> [Work required]
Each line of the material below should be reproduced exactly.

> [Material for the task]
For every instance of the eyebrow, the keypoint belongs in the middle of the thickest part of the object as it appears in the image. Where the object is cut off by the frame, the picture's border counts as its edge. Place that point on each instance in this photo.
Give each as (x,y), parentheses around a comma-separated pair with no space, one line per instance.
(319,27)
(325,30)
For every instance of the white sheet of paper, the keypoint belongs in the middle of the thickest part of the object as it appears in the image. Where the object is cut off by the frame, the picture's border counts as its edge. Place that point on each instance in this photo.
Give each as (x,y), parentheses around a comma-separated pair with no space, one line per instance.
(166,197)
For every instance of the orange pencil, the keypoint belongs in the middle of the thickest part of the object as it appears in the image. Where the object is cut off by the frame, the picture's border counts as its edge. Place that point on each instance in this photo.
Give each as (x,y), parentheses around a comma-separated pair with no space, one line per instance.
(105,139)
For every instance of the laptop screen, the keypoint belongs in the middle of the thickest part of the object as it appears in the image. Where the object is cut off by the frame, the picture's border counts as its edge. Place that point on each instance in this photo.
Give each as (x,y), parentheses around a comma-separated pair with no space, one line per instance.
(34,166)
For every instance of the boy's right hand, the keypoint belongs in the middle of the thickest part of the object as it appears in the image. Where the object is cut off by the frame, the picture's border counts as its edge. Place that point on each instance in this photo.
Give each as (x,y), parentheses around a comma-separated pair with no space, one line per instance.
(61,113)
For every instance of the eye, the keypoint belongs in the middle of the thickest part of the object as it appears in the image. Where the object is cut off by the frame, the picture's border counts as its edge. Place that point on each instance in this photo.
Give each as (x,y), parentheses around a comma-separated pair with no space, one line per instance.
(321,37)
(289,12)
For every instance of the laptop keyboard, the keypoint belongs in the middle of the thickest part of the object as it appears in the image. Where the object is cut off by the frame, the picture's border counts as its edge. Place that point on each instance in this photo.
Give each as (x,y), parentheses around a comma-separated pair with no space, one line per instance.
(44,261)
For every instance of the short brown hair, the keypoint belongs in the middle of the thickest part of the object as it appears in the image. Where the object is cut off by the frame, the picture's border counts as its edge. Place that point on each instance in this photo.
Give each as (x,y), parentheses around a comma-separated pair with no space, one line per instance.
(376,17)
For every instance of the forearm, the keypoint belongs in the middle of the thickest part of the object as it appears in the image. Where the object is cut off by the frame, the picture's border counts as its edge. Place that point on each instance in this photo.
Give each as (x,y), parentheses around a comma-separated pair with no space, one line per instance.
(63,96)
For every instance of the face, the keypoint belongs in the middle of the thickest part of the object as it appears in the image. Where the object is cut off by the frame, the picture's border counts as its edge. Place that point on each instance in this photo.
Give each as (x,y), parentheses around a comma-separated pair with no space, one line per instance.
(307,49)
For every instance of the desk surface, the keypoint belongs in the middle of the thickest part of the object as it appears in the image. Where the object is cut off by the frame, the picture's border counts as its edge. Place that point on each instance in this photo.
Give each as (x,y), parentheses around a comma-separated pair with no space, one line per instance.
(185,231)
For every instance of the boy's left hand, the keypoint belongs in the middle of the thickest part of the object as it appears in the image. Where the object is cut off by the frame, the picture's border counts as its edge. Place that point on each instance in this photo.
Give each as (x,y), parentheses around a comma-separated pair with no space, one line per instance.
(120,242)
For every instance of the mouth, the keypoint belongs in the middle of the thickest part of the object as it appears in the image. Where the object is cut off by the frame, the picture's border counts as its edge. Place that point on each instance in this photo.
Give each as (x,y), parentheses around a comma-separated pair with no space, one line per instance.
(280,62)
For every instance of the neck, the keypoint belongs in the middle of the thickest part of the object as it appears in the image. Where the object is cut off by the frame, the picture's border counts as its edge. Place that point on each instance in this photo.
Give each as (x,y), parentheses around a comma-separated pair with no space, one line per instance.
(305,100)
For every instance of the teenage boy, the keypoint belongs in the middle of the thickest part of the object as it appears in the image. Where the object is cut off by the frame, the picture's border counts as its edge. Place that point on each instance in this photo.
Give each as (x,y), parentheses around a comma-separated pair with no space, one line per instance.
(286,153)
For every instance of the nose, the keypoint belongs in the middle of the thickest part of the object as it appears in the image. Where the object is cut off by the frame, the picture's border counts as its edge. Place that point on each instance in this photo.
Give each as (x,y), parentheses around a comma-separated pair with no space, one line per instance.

> [Answer below]
For every instance of the eyebrow, the keypoint belongs in the middle of the thickest part of the object as it appears in the image. Where the object is cut off by the frame, the picture's border counts as its edge. Place that point on each instance in this photo.
Give each as (x,y), parentheses around a comma-separated pair with no space, one line per instance.
(319,27)
(325,30)
For every instance of the white sheet of paper, the keypoint belongs in the middle of the thickest part of the object as it appears in the image. Where the object is cut off by the frame, the picture's border counts as its edge. Place that point on each instance in this photo.
Give each as (x,y), parentheses around a comma-separated pair with no space, one line per instance.
(166,197)
For every instance of the orange pencil, the keypoint belongs in the middle of the thickest part of the object as it appears in the image. Where the object is cut off by the frame, the picture's border counts as its edge. Place that point on each instance in this photo.
Give each as (x,y), parentheses around a comma-separated pair with no space, one line per instance.
(105,139)
For every instance of the laptop screen, the keypoint belongs in the middle of the thickest part of the object as it appears in the image. Where the object is cut off by the frame, the picture's border counts as its edge. Place that point on each instance in this photo.
Give each as (x,y), parentheses around a comma-separated pair with no space, one line per instance.
(34,166)
For every instance of the boy's right hand, the keypoint belongs in the middle of the thickest part of the object as it appears in the image. Where the object is cut off by the frame, the picture's border counts as its edge. Place that point on each instance in this photo.
Give each as (x,y), parentheses around a comma-separated pair with no space, one line per instance.
(61,113)
For every instance of the eye, the keypoint belongs in the middle of the thickest part of the object as it appears in the image. Where the object is cut off by the frame, the picture's border counts as its edge. Place that point on each instance in this photo.
Give each as (x,y), parentheses around a comma-separated pair with no space, one line per instance.
(321,37)
(289,12)
For every instance of the laptop keyboard, the keypoint belongs in the middle of the thickest part of the object as it appears in the image. Where the object is cut off by the frame, the picture's border counts as its edge. Place that point on each instance in this photo.
Give each as (x,y), parentheses around a comma-separated pair with no space, one line per instance.
(44,261)
For every instance of the short brown hair, the keypoint belongs in the middle of the thickest part of the object as it appears in the image. Where the object is cut off by the frame, the picture's border counts as its edge. Place that point on each instance in this photo.
Give each as (x,y), parentheses around a comma-separated pair with no space, one line per instance.
(376,17)
For every instance of the forearm, the keypoint belongs in the middle of the thickest part of the object as it appears in the image. Where the object is cut off by the frame, the picture's border counts as its edge. Place that point on each instance in this photo.
Give each as (x,y), parentheses around a comma-separated pair with no space, one line per instance.
(63,96)
For every instance of the face, the keypoint belongs in the middle of the thickest part of the object as it appears in the image. Where the object is cut off by the frame, the picture's border counts as its edge. Place that point on each instance in this photo.
Give each as (x,y), parentheses around a comma-separated pair with no space, one line per instance.
(307,49)
For every instance of the desk surface, the keypoint belongs in the middle of the thickest part of the object as it appears in the image. Where the object is cut off by the frame, the picture's border counts as its edge. Place that point on each instance in this photo.
Give each as (x,y), parentheses around a comma-separated pair with no space, one line per instance.
(185,231)
For every instance of the boy's left hand, the keypoint belongs in the middle of the thickest part of the object as it appears in the image. Where the object is cut off by the frame, the picture's border counts as its edge. Place that point on each instance in this photo.
Give each as (x,y), parentheses around a comma-separated pair with no space, one line per instance.
(120,242)
For every instance of the mouth, the keypoint belongs in the middle of the thickest part of the object as it appears in the image. Where the object is cut off by the frame, the picture's border counts as its edge. Place that point on each instance in this photo.
Give each as (x,y), parentheses around a comma-separated pair with no space, one line per instance.
(280,62)
For every instance of the neck, the keypoint belongs in the middle of the thickest part of the object as it appears in the image. Where the object is cut off by the frame, the picture's border counts as its edge. Place that point on each instance in this photo.
Give each as (x,y), parentheses around a comma-separated pair with no space, one line per instance.
(305,100)
For every instance of the teenage boy, the keypoint belongs in the middle of the thickest part of the object as it appears in the image. Where the object is cut off by the frame, the picture's border counts as its edge. Place that point on each instance in this photo.
Give each as (x,y), parentheses around a comma-separated pair with no space, one line per instance.
(286,153)
For every instance of the nose, the keypoint belongs in the middle of the thickest part of the object as it appears in the image. Where the object is cut off by the frame, the picture's border counts as its edge. Place that point on each instance in this photo.
Give each as (x,y), parentheses around a comma-separated pair with no space, one line per instance.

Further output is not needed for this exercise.